Martin Scorsese, otro cineasta característicamente neoyorkino, realizaba un par de años atrás un recorrido similar aunque en un registro estéticamente opuesto. Taxi driver (EU, 1976) era pues el descenso a esos infiernos que la ciudad esconde, y de la mano de un inquietante Robert de Niro acudíamos a la exploración de un peculiar universo urbano repleto de parajes dantescos y sombríos. Allen, su contraparte –o ¿su complemento?- nos ofrecía Manhattan, como la perfecta antítesis de la mirada de Scorsese, la enorme belleza que dentro del caos se puede encontrar. Después de todo Scorsese y Allen representan las dos caras de la misma moneda: Uno, la visión terrible, brutal; el otro, la mirada sentimental y amorosa.

» **Sobre el ejercicio**:
Imprime sin cambios el pasaje del extracto sobre Scorsese y Allen, empezando por "Martin Scorsese, otro" y siguiendo hasta "sentimental y amorosa.".

» **Contenido de datos**:

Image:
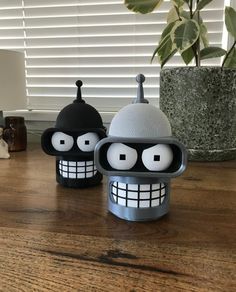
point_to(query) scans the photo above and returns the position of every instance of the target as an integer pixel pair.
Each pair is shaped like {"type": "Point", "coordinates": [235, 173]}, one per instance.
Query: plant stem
{"type": "Point", "coordinates": [198, 41]}
{"type": "Point", "coordinates": [228, 53]}
{"type": "Point", "coordinates": [191, 8]}
{"type": "Point", "coordinates": [196, 46]}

» **Solución del problema**:
Martin Scorsese, otro cineasta característicamente neoyorkino, realizaba un par de años atrás un recorrido similar aunque en un registro estéticamente opuesto. Taxi driver (EU, 1976) era pues el descenso a esos infiernos que la ciudad esconde, y de la mano de un inquietante Robert de Niro acudíamos a la exploración de un peculiar universo urbano repleto de parajes dantescos y sombríos. Allen, su contraparte –o ¿su complemento?- nos ofrecía Manhattan, como la perfecta antítesis de la mirada de Scorsese, la enorme belleza que dentro del caos se puede encontrar. Después de todo Scorsese y Allen representan las dos caras de la misma moneda: Uno, la visión terrible, brutal; el otro, la mirada sentimental y amorosa.